### Votre consigne:
Poursuivez, s'il vous plaît, l'article sur le déclin des contes au Burundi à la suite de sa dernière phrase.

### Texte de la page:
════════════════
Au Burundi, la "mort" du conte n’arrange rien à la crise
- Avant, les contes et proverbes constituaient les garde-fous de la société, enseignaient la tolérance, le respect mutuel et décourageaient l’égoïsme et la vengeance (sociologue)

Bujumbura
AA/Bujumbura/Yvan Rukundo
Au Burundi, comme dans la plupart des sociétés africaines traditionnelles, les récits oraux ont joué un rôle fondamental dans la transmission de certaines valeurs parmi lesquelles la tolérance et le respect. Pourtant, ces dernières années, les contes et proverbes tendent à disparaitre, alors même que le pays continue de plonger dans la crise et l’insécurité, déplorent les Anciens.
« Les parents ont souvent eu recours aux contes et aux proverbes pour éduquer les plus jeunes et leur transmettre des valeurs telles que la sagesse, la bravoure, l’honnêteté ou encore la tolérance », raconte Gabriel Bukuru, un octogénaire rencontré par Anadolu à Bujumbura, la capitale.
« Mais aujourd’hui, dit-il, ces traditions sont peu à peu oubliées tandis qu’on assiste à l’émergence d’actes de violences, de vengeance ou encore d’intolérance, devenus un quotidien dans le pays », poursuit ce « nostalgique des temps anciens », pour qui « seul les contes et les proverbes permettaient de discerner le bien du mal ».
Mathias Kana, un notable de Mwaro, au centre du pays, se remémore «quand j’étais plus jeune, on se retrouvait autour du feu familial avant ou après le diner. Mon père faisait office de conteur. Il nous racontait des contes avec une morale à la fin et je me souviens que mes frères et moi étions subjugués et influencés par ces histoires».
Les histoires se ressemblaient, poursuit ce sexagénaire. « Il y avait souvent deux personnes ou deux animaux différents, comme le lièvre et le lion. L’un incarne le bien et l’autre est un menteur. Bien sûr, c’est toujours celui qui est honnête et bon qui le remporte tandis que l’autre est puni, souvent par la mort », dit-il.
Kana se souvient encore de l’un de ses contes préférés : « c’est l’histoire d’un chasseur égoïste qui, un jour, alla chasser dans une très grande forêt appartenant à un génie. Ce dernier avait la réputation d’être généreux envers les gens de bon cœur, mais réservait un mauvais sort aux méchants. Le chasseur ignorait bien évidemment tout cela. Alors qu’il capturait beaucoup de gibiers il tomba nez à nez avec le génie de la forêt qui avait pris l’apparence d’un vieillard. Celui-ci demanda de la viande fraîche parce qu’il était trop vieux pour chasser mais le chasseur refusa de la lui donner...».
Reprenant son souffle notre conteur poursuit : «le vieillard partit tristement. Plus tard, lorsque le chasseur eut faim, il décida de faire cuire de la viande pour manger. A peine eut-il avalé un morceau que la voix du génie retentit dans un arbre proche, lui demandant s’il pouvait venir partager son repas. L’homme refusa à nouveau. Puis il se comporta de la même manière envers toutes les personnes rencontrées dans la forêt. Lorsqu’il eut fini de chasser, il prit le chemin du retour, très chargé. Mais il ne se souvenait plus du chemin qui menait à son village. C’est alors qu’il rencontra à nouveau le vieillard à qui il demanda son chemin. Celui-ci ne voulut pas le lui montrer. et le chasseur se retrouva à tourner en rond dans la forêt, des nuits et des jours, à la recherche d’une sortie sans succès ».
════════════════
Lignes de données
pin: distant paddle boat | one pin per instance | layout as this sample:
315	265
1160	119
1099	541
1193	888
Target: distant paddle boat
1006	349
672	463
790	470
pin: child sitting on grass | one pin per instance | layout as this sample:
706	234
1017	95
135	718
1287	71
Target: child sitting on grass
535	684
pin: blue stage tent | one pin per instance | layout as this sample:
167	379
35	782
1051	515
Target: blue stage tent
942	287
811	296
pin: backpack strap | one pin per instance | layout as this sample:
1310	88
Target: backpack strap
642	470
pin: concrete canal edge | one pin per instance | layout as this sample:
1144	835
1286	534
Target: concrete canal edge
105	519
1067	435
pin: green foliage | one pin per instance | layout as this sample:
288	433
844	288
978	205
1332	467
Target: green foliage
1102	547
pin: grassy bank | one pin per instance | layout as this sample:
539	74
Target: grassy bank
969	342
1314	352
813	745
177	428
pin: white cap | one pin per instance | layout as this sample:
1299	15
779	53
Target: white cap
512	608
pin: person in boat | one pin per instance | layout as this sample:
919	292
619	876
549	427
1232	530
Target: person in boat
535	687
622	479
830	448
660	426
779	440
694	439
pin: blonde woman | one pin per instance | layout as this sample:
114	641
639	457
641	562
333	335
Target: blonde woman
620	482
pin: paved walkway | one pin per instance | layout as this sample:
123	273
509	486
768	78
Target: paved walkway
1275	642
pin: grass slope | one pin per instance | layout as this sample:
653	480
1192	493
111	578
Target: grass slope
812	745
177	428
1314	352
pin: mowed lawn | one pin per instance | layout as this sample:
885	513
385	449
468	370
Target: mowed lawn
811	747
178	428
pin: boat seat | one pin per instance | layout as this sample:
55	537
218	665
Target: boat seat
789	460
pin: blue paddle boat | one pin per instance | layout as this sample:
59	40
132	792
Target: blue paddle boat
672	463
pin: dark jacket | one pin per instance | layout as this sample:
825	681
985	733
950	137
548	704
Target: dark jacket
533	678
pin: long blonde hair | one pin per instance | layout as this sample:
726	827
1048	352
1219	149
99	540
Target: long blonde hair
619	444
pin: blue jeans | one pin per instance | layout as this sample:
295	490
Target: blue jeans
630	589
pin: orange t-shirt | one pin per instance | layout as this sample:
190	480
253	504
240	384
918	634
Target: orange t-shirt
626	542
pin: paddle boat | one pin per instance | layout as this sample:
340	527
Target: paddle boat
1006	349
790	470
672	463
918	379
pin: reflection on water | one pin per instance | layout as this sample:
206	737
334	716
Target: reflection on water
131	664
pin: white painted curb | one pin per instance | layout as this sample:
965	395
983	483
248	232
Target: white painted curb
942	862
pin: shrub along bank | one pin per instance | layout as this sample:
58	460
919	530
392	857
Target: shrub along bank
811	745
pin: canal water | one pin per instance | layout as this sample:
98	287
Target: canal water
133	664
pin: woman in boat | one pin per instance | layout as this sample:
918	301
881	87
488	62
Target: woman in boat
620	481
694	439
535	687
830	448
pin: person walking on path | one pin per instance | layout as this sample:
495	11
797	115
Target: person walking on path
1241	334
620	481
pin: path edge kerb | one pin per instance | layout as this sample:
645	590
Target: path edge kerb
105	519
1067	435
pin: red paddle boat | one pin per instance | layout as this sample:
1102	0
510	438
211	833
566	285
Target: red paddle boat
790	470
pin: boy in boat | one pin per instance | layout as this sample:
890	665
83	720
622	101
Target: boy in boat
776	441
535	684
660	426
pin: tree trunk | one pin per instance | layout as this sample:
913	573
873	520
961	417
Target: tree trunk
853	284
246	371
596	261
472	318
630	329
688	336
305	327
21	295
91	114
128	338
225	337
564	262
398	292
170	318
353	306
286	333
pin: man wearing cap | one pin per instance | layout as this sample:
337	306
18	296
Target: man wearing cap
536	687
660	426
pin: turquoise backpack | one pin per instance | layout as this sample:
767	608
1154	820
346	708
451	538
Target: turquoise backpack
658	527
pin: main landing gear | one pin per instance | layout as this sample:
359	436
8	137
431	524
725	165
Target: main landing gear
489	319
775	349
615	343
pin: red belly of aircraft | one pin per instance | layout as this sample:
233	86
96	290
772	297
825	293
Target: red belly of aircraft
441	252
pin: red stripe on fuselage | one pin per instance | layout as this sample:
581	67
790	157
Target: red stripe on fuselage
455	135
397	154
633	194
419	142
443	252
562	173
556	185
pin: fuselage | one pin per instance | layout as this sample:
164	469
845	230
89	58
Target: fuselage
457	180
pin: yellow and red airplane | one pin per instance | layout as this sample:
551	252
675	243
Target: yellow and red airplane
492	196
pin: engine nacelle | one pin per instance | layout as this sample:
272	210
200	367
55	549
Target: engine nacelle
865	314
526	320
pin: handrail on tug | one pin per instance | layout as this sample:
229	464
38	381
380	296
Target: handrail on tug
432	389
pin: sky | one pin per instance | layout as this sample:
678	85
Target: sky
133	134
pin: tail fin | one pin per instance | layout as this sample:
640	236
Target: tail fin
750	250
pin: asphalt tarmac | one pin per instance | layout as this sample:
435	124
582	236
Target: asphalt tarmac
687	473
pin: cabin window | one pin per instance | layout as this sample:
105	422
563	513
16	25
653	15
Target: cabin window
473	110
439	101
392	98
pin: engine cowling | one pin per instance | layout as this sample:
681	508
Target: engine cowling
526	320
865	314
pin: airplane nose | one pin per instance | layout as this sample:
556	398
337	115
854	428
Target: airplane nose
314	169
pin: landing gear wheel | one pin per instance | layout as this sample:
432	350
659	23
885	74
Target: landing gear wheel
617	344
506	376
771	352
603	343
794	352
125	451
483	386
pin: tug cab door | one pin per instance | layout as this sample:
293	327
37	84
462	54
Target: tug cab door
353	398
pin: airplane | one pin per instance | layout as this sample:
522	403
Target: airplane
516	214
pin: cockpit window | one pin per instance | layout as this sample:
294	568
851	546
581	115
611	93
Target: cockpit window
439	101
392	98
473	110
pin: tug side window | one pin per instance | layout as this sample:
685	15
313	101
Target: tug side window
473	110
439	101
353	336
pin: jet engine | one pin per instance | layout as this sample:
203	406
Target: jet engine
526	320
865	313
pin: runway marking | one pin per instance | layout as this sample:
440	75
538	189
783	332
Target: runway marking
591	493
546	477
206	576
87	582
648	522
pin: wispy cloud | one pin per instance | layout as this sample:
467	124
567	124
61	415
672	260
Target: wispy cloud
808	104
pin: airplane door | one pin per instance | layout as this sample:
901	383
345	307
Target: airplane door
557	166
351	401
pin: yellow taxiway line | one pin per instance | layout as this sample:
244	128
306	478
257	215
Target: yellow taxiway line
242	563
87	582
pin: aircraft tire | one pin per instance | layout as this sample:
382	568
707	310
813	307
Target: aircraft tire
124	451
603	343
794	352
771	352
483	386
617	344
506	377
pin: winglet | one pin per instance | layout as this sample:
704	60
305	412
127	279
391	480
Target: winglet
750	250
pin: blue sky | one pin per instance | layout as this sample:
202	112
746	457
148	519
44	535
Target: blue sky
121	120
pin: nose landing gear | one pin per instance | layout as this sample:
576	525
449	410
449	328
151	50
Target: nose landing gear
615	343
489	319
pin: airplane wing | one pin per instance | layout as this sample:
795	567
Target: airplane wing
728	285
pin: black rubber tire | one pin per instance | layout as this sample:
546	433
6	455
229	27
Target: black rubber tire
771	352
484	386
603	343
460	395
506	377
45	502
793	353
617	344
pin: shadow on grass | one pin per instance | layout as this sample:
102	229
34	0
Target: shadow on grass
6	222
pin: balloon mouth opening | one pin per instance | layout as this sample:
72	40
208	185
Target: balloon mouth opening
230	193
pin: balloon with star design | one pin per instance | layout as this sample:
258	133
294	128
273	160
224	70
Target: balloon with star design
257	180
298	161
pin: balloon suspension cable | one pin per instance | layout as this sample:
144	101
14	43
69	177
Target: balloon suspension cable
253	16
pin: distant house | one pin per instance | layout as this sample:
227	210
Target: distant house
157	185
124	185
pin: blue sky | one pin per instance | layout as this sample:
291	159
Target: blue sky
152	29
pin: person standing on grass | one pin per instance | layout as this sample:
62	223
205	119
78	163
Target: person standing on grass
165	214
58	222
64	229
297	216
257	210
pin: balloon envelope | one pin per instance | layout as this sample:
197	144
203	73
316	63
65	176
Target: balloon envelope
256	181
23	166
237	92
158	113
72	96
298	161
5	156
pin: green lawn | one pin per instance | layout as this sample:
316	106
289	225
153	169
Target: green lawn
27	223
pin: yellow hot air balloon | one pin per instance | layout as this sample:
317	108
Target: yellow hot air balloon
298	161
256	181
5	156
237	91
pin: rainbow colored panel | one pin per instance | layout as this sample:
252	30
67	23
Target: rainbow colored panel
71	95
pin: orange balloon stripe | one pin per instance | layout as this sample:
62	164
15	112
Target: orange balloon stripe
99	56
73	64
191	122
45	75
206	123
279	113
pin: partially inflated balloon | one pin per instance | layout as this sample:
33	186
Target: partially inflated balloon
════════════════
### Réponse attendue:
« Cette histoire m’avait particulièrement marquée au point que j'ai toujours tout partagé avec les autres enfants », commente le vieil homme dans un rire.
Mais aujourd’hui, les nouvelles générations n’ont que faire de ces contes, déplore l’homme.
« Pourtant, les contes et proverbes promeuvent la tolérance et n’encouragent pas la vengeance. Ils montrent aux jeunes que la parole du sage reste toujours une référence », dit-il.
« Avant, un enfant ne pouvait même pas couper la queue d’un lézard au risque d’apporter la malédiction sur la maison familiale. Aujourd’hui, on voit des enfants simuler des combats et la mort à chaque coin de rue », regrette-t-il.
D’après Hyppolite Manirakiza, un sociologue approché par Anadolu : « la télévision, le cinéma, les nouvelles technologies de l’information,… ont détrôné les traditionnels canaux d’éducation que sont les contes et les proverbes.», modifiant ostensiblement les modes de vie des Burundais.
« Les parents d’aujourd’hui, n’ont plus le temps de raconter des contes et les jeunes générations ont de nouvelles sources d’inspiration, notamment internet. Ils se laissent facilement séduire par la modernité, reléguant ainsi les traditions aux oubliettes », fait remarquer le sociologue.
Pourtant, « ces contes et proverbes constituaient les garde-fous de la société, enseignaient la tolérance, le respect mutuel et décourageaient l’égoïsme, la vengeance, la fainéantise, etc ».
A l’heure où le pays est plongé dans une crise politico-sécuritaire ayant coûté la vie à des milliers de citoyens, les contes et proverbes ne seraient probablement pas de trop pour adoucir les mœurs, conclut-il.